→ **REQUIRED WORK**
Copy out every line, unchanged, from the one containing "# test: mark the rectangular" down to the final line below.
----- DATA PROVIDED -----
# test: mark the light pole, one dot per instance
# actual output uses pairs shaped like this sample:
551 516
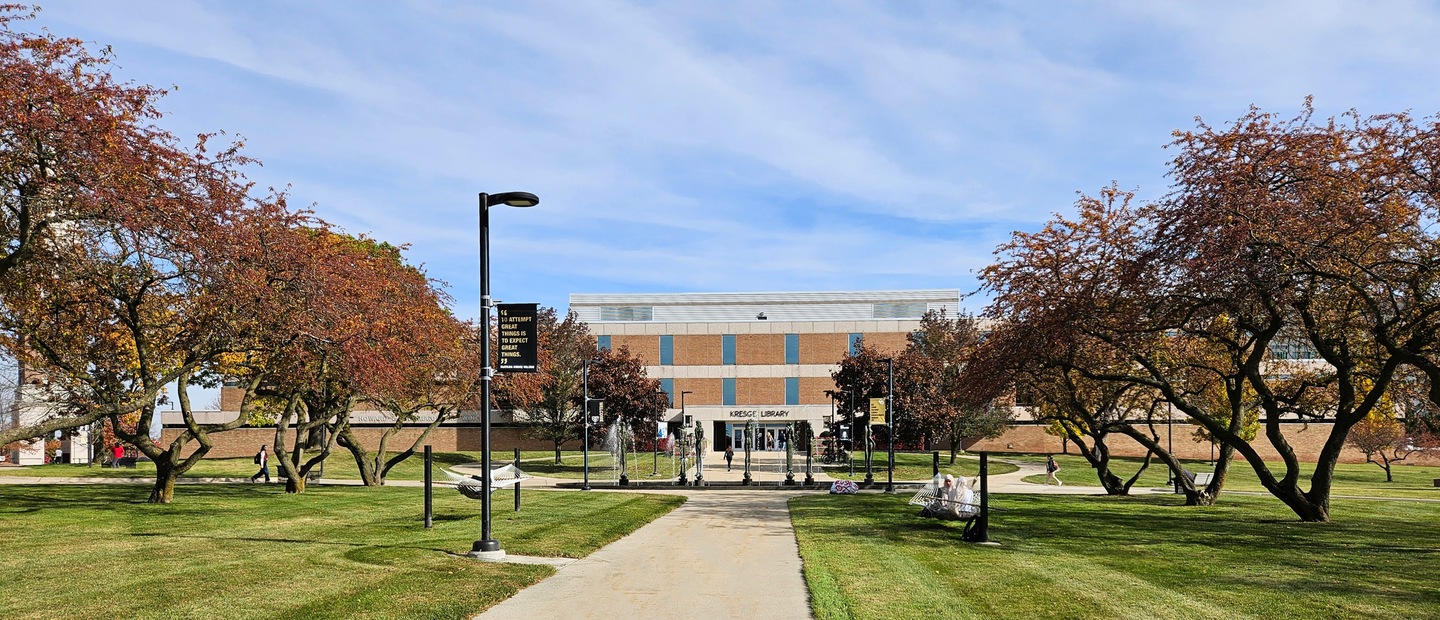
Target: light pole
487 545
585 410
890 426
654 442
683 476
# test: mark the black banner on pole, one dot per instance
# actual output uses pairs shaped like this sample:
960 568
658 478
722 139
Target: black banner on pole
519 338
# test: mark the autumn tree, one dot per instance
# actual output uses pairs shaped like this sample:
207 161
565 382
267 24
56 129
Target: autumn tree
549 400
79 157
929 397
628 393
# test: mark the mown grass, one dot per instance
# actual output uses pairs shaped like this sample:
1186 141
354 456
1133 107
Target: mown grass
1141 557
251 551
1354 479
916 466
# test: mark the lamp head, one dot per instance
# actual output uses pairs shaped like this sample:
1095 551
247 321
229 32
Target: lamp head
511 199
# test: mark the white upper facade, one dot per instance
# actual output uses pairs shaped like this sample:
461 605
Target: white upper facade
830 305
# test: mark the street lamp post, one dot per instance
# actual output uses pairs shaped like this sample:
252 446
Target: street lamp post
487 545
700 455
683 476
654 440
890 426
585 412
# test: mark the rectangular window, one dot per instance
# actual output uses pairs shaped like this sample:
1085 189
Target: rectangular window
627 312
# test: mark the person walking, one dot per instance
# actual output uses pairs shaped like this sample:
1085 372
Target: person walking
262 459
-----
→ **EXERCISE RESULT**
# test: mark the rectangular window, one dot per instance
# actual output uses pairs shaped like this sample:
1085 189
Target: rectangular window
627 312
# test: mark the person walking, one dot per instance
# actual output uses pairs shaped like this sample:
1085 372
Target: person walking
262 459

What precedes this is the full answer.